■ What is being asked ■
Can you retype every record below exactly as written?

■ Exercise inputs ■
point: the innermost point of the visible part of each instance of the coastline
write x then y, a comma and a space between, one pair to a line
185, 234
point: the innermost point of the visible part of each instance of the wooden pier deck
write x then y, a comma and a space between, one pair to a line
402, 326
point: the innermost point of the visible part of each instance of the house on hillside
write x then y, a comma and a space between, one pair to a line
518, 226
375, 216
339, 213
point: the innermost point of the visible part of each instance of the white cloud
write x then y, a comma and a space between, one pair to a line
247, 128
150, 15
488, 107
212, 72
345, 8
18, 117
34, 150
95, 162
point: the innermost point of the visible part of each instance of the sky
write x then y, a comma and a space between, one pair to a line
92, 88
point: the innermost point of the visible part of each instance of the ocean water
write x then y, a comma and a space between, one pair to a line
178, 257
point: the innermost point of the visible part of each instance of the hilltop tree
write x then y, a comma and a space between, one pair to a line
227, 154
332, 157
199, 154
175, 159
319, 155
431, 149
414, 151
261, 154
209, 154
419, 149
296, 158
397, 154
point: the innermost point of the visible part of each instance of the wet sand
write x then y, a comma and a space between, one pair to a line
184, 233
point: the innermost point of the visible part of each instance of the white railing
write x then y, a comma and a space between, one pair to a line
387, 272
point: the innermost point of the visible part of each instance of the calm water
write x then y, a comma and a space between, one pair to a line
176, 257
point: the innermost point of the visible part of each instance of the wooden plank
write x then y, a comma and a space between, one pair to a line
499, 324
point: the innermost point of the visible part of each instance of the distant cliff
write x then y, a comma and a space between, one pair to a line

■ Task answer ■
point: the innermost point of the visible part of each instance of the coastline
write x then y, a comma and a space between, one pair to a line
185, 234
point: the innermost point of the visible part of each instance of the wooden pier deck
write x then y, a comma and a space between, one pair to a line
402, 326
point: the innermost point of the visible part of each instance of the house on hillside
write x then y, a comma and a space between, one pair to a line
518, 226
375, 216
339, 213
point: the innermost point of the visible part of each instance of the white cloud
write x then y, a comma and a space between, one pair to a line
247, 128
150, 15
488, 107
212, 72
345, 8
18, 117
34, 150
95, 162
point: the innermost point of the visible part of each instance of the sky
write x then y, a comma and a space between, one pair to a line
92, 88
point: the innermost point of the visible part of each instance of the ocean water
write x then y, a comma and a space between, one pair to a line
178, 257
point: the innermost point of the visible part of each instance of the hilltop tree
write x then y, a comma and a space between, one pair to a line
227, 154
332, 157
199, 154
175, 159
319, 155
431, 149
414, 151
261, 154
209, 154
419, 149
296, 158
397, 154
point: the innermost point of the visible part of each instance of the wet sand
write x then y, a comma and a space between, one pair to a line
184, 233
point: the innermost point of the visible part of each instance of the white railing
write x then y, a comma and a space between, one pair to a line
387, 272
point: the innermost point of the visible part of each instance of the calm water
write x then y, a comma and a space between, one pair to a line
176, 257
point: the innermost point of the visible part of each instance of the wooden plank
write x then y, a comma and a space between, one pair to a line
499, 324
point: the innermost point of the visible part of each instance of the distant cliff
write x then y, a comma and a space between, one pair to a line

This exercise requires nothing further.